**** 項目の抜粋 ****
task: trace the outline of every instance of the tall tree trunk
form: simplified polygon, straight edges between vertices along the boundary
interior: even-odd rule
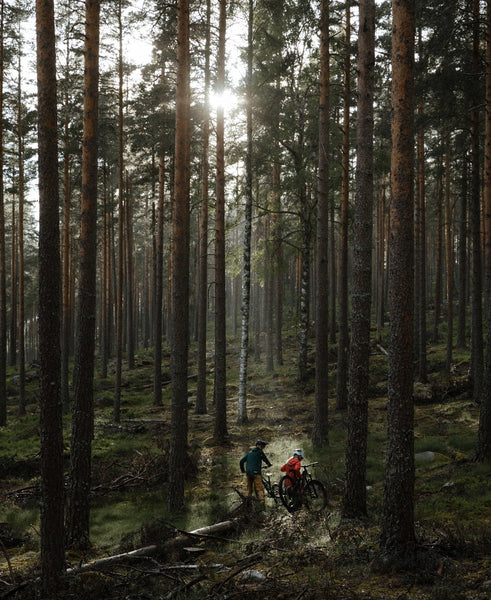
[[[450,198],[450,135],[445,136],[445,266],[447,270],[447,355],[446,371],[450,374],[453,356],[453,220]]]
[[[491,459],[491,2],[486,11],[486,138],[484,153],[486,356],[479,415],[476,460]]]
[[[69,27],[71,29],[71,27]],[[65,68],[67,73],[70,64],[70,37],[66,37],[65,45]],[[62,242],[62,306],[63,317],[61,326],[61,398],[63,409],[68,412],[70,405],[70,338],[71,338],[71,303],[70,303],[70,204],[71,204],[71,185],[70,185],[70,114],[69,114],[69,92],[68,88],[64,95],[65,118],[63,123],[63,242]]]
[[[153,404],[162,406],[162,298],[164,277],[164,188],[165,158],[159,160],[159,203],[157,208],[157,240],[155,260],[155,331],[154,331],[154,374]]]
[[[20,33],[20,32],[19,32]],[[19,36],[20,39],[20,36]],[[17,146],[19,164],[19,415],[26,414],[26,351],[24,341],[24,142],[22,137],[22,86],[21,54],[17,79]]]
[[[273,242],[271,240],[271,214],[266,215],[266,235],[264,236],[265,251],[267,256],[272,256]],[[273,320],[274,320],[274,303],[273,303],[273,267],[266,267],[264,276],[264,303],[265,310],[265,333],[266,333],[266,372],[274,371],[274,340],[273,340]]]
[[[107,377],[109,361],[109,211],[107,206],[107,165],[102,167],[102,248],[101,248],[101,377]]]
[[[177,4],[176,151],[172,240],[170,511],[184,505],[189,348],[189,0]]]
[[[126,171],[126,322],[127,322],[127,348],[128,369],[135,368],[135,309],[134,309],[134,266],[133,266],[133,202],[128,172]]]
[[[116,292],[116,377],[113,419],[121,419],[121,377],[123,368],[123,276],[124,276],[124,157],[123,157],[123,23],[121,0],[118,4],[118,289]]]
[[[39,173],[41,589],[53,597],[65,562],[60,357],[60,230],[56,52],[52,0],[36,1]]]
[[[356,197],[344,517],[359,517],[365,515],[367,510],[365,482],[372,290],[374,0],[360,2],[359,18]]]
[[[17,314],[19,301],[19,262],[17,246],[17,218],[15,198],[12,197],[12,250],[10,253],[10,360],[11,367],[17,364]]]
[[[312,443],[329,442],[329,3],[321,3],[319,171],[316,252],[315,408]]]
[[[436,182],[436,273],[435,273],[435,320],[433,324],[433,343],[439,341],[438,327],[442,314],[442,265],[443,265],[443,166],[438,158]]]
[[[242,322],[239,366],[238,423],[247,422],[247,366],[249,361],[249,321],[251,304],[251,237],[252,237],[252,59],[254,2],[249,0],[247,37],[247,103],[246,103],[246,193],[244,214],[244,253],[242,266]]]
[[[297,165],[296,173],[300,179],[300,227],[302,229],[302,248],[300,253],[300,335],[298,356],[298,381],[308,379],[308,340],[310,333],[310,244],[312,225],[310,223],[309,194],[305,183],[301,181],[302,168]]]
[[[274,313],[276,363],[283,364],[283,250],[281,227],[280,164],[273,164],[273,252],[274,252]]]
[[[0,118],[3,118],[5,1],[0,0]],[[5,278],[5,207],[3,127],[0,127],[0,427],[7,424],[7,286]]]
[[[206,325],[208,322],[208,186],[210,147],[210,20],[211,2],[206,0],[205,99],[203,113],[203,154],[201,162],[201,214],[199,229],[198,312],[198,383],[195,412],[204,415],[206,407]]]
[[[419,30],[421,36],[421,29]],[[421,39],[420,39],[421,46]],[[426,191],[425,191],[425,149],[424,149],[424,107],[418,104],[418,133],[417,133],[417,202],[416,202],[416,248],[415,248],[415,278],[417,278],[415,289],[417,290],[417,337],[416,337],[416,370],[417,377],[422,383],[426,383],[427,360],[426,360]]]
[[[481,71],[480,57],[480,24],[479,0],[472,0],[473,9],[473,96],[471,112],[471,236],[472,236],[472,351],[471,377],[473,396],[476,402],[481,400],[484,370],[483,333],[482,333],[482,260],[481,260],[481,181],[479,175],[479,73]]]
[[[380,550],[407,560],[414,532],[414,0],[392,1],[388,432]]]
[[[345,409],[348,401],[348,211],[349,211],[349,109],[351,100],[351,6],[346,3],[346,34],[344,55],[344,98],[343,98],[343,157],[341,184],[341,217],[339,236],[339,333],[338,364],[336,369],[336,408]]]
[[[467,178],[468,159],[464,154],[462,158],[462,191],[460,193],[459,215],[459,308],[457,324],[457,348],[466,346],[466,312],[467,312]]]
[[[219,0],[217,93],[225,89],[225,33],[227,0]],[[226,309],[225,309],[225,140],[224,106],[217,109],[215,212],[215,439],[227,435]]]
[[[91,444],[94,430],[93,382],[97,266],[97,151],[99,105],[100,0],[85,4],[85,89],[82,139],[82,197],[79,242],[77,351],[70,446],[67,540],[90,546]]]

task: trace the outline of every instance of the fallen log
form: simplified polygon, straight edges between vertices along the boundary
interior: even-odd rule
[[[149,556],[153,556],[154,554],[157,554],[157,552],[160,551],[165,552],[166,550],[174,550],[181,545],[184,546],[187,543],[189,543],[190,537],[209,537],[215,533],[222,533],[224,531],[228,531],[232,528],[233,524],[233,521],[222,521],[221,523],[214,523],[213,525],[201,527],[200,529],[195,529],[194,531],[182,532],[181,535],[170,540],[166,540],[162,545],[152,544],[151,546],[144,546],[143,548],[131,550],[130,552],[123,552],[122,554],[115,554],[113,556],[98,558],[89,563],[78,565],[77,567],[72,567],[70,569],[67,569],[67,575],[73,575],[82,571],[92,571],[94,569],[100,569],[101,567],[107,567],[109,565],[114,565],[127,560],[134,560],[142,557],[146,558]]]

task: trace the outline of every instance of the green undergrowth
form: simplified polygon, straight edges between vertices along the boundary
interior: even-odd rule
[[[293,342],[290,340],[290,343]],[[332,352],[335,356],[335,352]],[[311,443],[314,413],[313,387],[295,381],[296,361],[268,373],[265,361],[252,358],[248,380],[248,417],[237,424],[238,354],[230,357],[227,379],[228,437],[221,445],[214,440],[212,377],[208,387],[208,414],[195,415],[196,381],[189,381],[189,465],[186,471],[185,509],[178,515],[167,512],[167,468],[170,436],[170,386],[163,387],[163,406],[152,405],[153,367],[151,352],[142,353],[133,371],[124,371],[121,393],[121,422],[113,423],[114,382],[96,377],[93,450],[94,484],[99,486],[92,498],[91,539],[94,556],[118,553],[145,545],[145,532],[163,520],[170,527],[193,531],[206,525],[233,518],[241,510],[246,492],[245,477],[239,460],[256,439],[268,442],[266,454],[273,463],[268,469],[273,480],[282,475],[281,465],[295,448],[302,448],[306,462],[316,462],[313,476],[328,490],[328,510],[317,520],[300,514],[293,518],[281,506],[267,499],[266,513],[259,524],[244,527],[230,545],[213,545],[213,562],[225,557],[238,561],[241,555],[264,552],[271,562],[262,565],[268,577],[281,578],[297,573],[298,594],[322,580],[326,597],[403,597],[377,595],[367,581],[369,564],[377,549],[383,501],[387,438],[387,357],[374,354],[371,361],[369,427],[367,439],[367,511],[360,523],[341,522],[347,412],[335,408],[335,376],[329,390],[329,444],[323,448]],[[416,461],[415,520],[422,543],[438,547],[444,556],[474,557],[481,560],[491,539],[491,467],[473,462],[479,419],[479,407],[469,393],[446,394],[448,382],[439,379],[444,354],[429,356],[429,386],[438,387],[431,401],[415,406],[415,453],[427,453],[428,460]],[[464,360],[464,358],[459,360]],[[194,364],[194,363],[193,363]],[[465,371],[466,365],[462,366]],[[194,367],[193,367],[194,369]],[[435,375],[435,372],[437,373]],[[193,371],[194,373],[194,371]],[[165,376],[164,376],[165,379]],[[15,398],[9,400],[9,424],[0,430],[0,462],[30,461],[39,457],[39,414],[29,407],[26,417],[15,416]],[[70,416],[64,416],[65,458],[69,457]],[[11,472],[2,479],[2,490],[29,486],[38,482],[36,460],[29,469]],[[8,471],[7,471],[8,472]],[[131,484],[121,485],[121,477]],[[133,479],[132,479],[133,478]],[[19,535],[28,534],[26,546],[12,555],[37,551],[39,545],[38,497],[16,500],[15,494],[2,502],[0,521],[7,522]],[[22,501],[21,501],[22,500]],[[229,553],[227,555],[227,553]],[[455,555],[455,556],[454,556]],[[276,557],[275,560],[271,557]],[[233,560],[232,560],[233,559]],[[32,556],[31,556],[32,563]],[[313,566],[312,566],[313,565]],[[3,562],[0,569],[4,570]],[[286,575],[285,575],[286,576]],[[339,593],[344,582],[354,590]],[[373,585],[386,582],[375,581]],[[388,588],[386,588],[388,589]],[[415,588],[416,589],[416,588]],[[406,598],[443,599],[451,586],[441,578],[431,580],[425,590]],[[371,594],[371,595],[370,595]],[[419,594],[419,595],[418,595]]]

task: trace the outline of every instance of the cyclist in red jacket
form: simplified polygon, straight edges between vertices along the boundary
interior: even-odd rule
[[[293,451],[293,456],[291,458],[289,458],[286,463],[280,468],[280,471],[283,471],[283,473],[286,473],[294,483],[297,482],[297,480],[302,478],[302,472],[300,470],[300,467],[302,466],[302,460],[305,458],[302,450],[300,450],[300,448],[297,448],[296,450]],[[285,480],[285,487],[291,486],[291,483],[288,481],[288,479]]]

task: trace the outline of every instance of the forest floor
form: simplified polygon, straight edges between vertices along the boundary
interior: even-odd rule
[[[367,457],[368,516],[340,520],[346,413],[330,406],[330,442],[310,443],[313,380],[295,383],[295,357],[273,373],[251,360],[246,425],[236,424],[237,353],[228,357],[228,438],[213,441],[213,405],[194,414],[190,379],[186,509],[166,512],[169,387],[164,407],[151,404],[151,353],[124,374],[122,420],[111,421],[112,382],[96,381],[91,537],[85,554],[67,552],[69,574],[59,599],[200,598],[263,600],[484,600],[491,597],[491,465],[473,462],[479,407],[468,364],[449,380],[437,350],[428,385],[415,386],[415,524],[411,566],[374,568],[382,507],[386,439],[386,357],[371,359]],[[335,365],[335,356],[333,355]],[[210,365],[212,366],[212,365]],[[193,372],[193,364],[191,370]],[[331,381],[335,389],[334,375]],[[31,372],[36,386],[35,369]],[[164,376],[164,380],[166,377]],[[210,376],[210,389],[212,388]],[[38,597],[39,415],[15,416],[0,429],[0,600]],[[33,395],[33,397],[35,394]],[[334,397],[332,391],[330,397]],[[70,423],[66,417],[66,458]],[[269,444],[273,479],[301,447],[328,490],[321,515],[289,514],[267,499],[261,512],[244,502],[239,460],[257,438]],[[204,530],[218,524],[216,528]],[[185,532],[196,532],[184,535]],[[140,553],[133,552],[138,549]],[[93,561],[114,557],[106,562]]]

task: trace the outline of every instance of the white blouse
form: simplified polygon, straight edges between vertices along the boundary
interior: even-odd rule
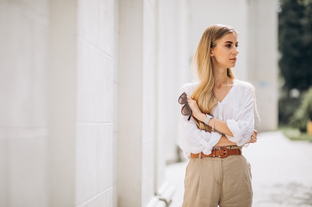
[[[198,82],[186,83],[181,88],[191,97],[198,85]],[[218,104],[213,115],[216,119],[225,121],[233,137],[225,135],[228,139],[243,146],[250,140],[254,129],[253,87],[247,82],[234,80],[228,93]],[[182,105],[181,105],[182,106]],[[206,132],[199,130],[193,117],[181,115],[179,124],[179,144],[184,156],[189,159],[191,153],[211,153],[213,146],[222,134],[217,132]],[[248,145],[248,144],[246,144]]]

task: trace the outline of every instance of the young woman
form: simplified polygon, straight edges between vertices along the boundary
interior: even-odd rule
[[[230,69],[238,47],[233,27],[208,27],[193,59],[198,82],[182,88],[192,113],[190,119],[182,116],[179,124],[180,146],[190,159],[183,207],[251,207],[250,165],[241,152],[244,145],[257,141],[255,93]]]

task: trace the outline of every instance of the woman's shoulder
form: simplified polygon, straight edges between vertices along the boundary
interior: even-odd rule
[[[234,80],[234,82],[241,90],[246,91],[247,90],[252,91],[255,90],[254,86],[249,82],[235,79]]]
[[[182,87],[181,87],[181,93],[185,92],[188,96],[190,96],[192,93],[193,93],[193,91],[194,91],[196,88],[198,86],[198,84],[199,83],[198,82],[193,82],[184,84],[183,85]]]

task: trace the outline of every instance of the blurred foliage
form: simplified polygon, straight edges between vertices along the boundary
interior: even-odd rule
[[[280,0],[279,50],[283,89],[312,85],[312,0]]]
[[[307,121],[298,119],[307,118],[304,102],[307,101],[303,98],[306,100],[306,91],[312,86],[312,0],[280,0],[280,4],[279,65],[283,83],[279,100],[279,124],[291,123],[303,130]],[[290,95],[294,88],[300,92],[298,97]]]
[[[302,93],[297,98],[292,97],[287,91],[280,92],[279,99],[279,122],[281,126],[287,126],[289,124],[290,118],[296,109],[300,105]]]
[[[309,119],[312,120],[312,87],[305,93],[299,107],[291,117],[290,124],[301,132],[306,132]]]

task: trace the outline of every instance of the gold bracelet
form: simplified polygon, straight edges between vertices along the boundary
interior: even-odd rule
[[[214,121],[216,120],[216,118],[215,117],[214,119],[213,119],[213,122],[212,122],[212,126],[211,126],[211,131],[213,132],[213,131],[214,130]]]

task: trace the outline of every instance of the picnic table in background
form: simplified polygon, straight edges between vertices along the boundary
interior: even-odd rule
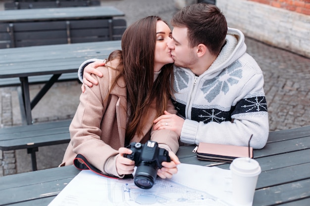
[[[180,148],[181,163],[229,168],[228,163],[198,160],[195,147]],[[254,150],[254,156],[262,171],[253,206],[309,205],[310,126],[270,132],[266,145]],[[47,206],[79,172],[71,165],[1,177],[0,205]]]
[[[99,0],[13,0],[4,2],[4,10],[95,6]]]
[[[62,74],[77,78],[79,66],[93,58],[104,59],[121,48],[120,41],[26,46],[0,49],[0,79],[19,78],[21,81],[22,114],[28,124],[32,124],[31,110]],[[52,75],[31,101],[28,78]],[[24,119],[24,118],[23,118]]]

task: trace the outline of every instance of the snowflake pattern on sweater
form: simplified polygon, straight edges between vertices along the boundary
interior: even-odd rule
[[[230,122],[232,118],[234,118],[234,115],[238,114],[267,112],[266,99],[264,96],[259,95],[261,94],[260,93],[257,95],[246,96],[235,105],[231,104],[238,94],[237,92],[229,92],[229,90],[233,89],[237,91],[239,88],[244,85],[244,82],[240,82],[243,73],[242,64],[237,60],[229,67],[221,71],[214,78],[203,79],[203,82],[198,86],[198,91],[197,93],[191,94],[193,95],[192,99],[190,100],[193,102],[192,107],[187,108],[185,102],[187,102],[188,104],[189,100],[188,99],[184,99],[184,98],[188,98],[190,95],[189,91],[193,91],[193,89],[190,88],[191,84],[193,83],[191,82],[193,80],[191,80],[190,76],[184,69],[177,68],[175,70],[174,82],[174,89],[177,92],[175,94],[176,98],[175,99],[172,99],[172,102],[179,115],[185,119],[188,119],[189,117],[186,117],[187,111],[188,114],[190,114],[191,120],[207,124],[210,122],[218,123],[225,121]],[[236,86],[234,87],[234,85]],[[186,92],[188,93],[185,95],[184,94]],[[228,92],[235,94],[234,99],[229,99],[226,95]],[[206,101],[202,100],[202,97],[197,94],[201,93],[203,94],[203,98]],[[216,97],[218,97],[217,100],[220,100],[219,101],[231,101],[230,104],[228,104],[230,105],[229,108],[227,104],[225,105],[223,102],[212,102]],[[202,102],[205,103],[202,103]],[[190,111],[189,113],[189,110]]]

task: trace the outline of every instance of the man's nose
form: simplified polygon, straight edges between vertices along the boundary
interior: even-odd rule
[[[174,49],[173,45],[173,40],[172,39],[169,39],[167,42],[167,46],[169,49]]]

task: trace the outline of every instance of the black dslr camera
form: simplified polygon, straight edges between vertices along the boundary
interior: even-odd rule
[[[124,157],[135,161],[137,166],[135,184],[140,188],[151,188],[154,185],[157,171],[162,167],[161,163],[171,161],[168,151],[159,148],[158,143],[152,141],[145,144],[132,142],[127,148],[131,150],[132,153],[124,154]]]

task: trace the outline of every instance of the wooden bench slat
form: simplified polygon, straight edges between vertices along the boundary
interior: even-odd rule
****
• [問題]
「task: trace the outline of every instance of the wooden」を含む行から始めて項目の最後までを、「wooden」を「metal」に差し替えて書き直しなさい。ほかの部分は変えないこと。

• [解答]
task: trace the outline of every instance of the metal bench slat
form: simplified polygon, straight edges between vertices along the boundary
interior: even-odd rule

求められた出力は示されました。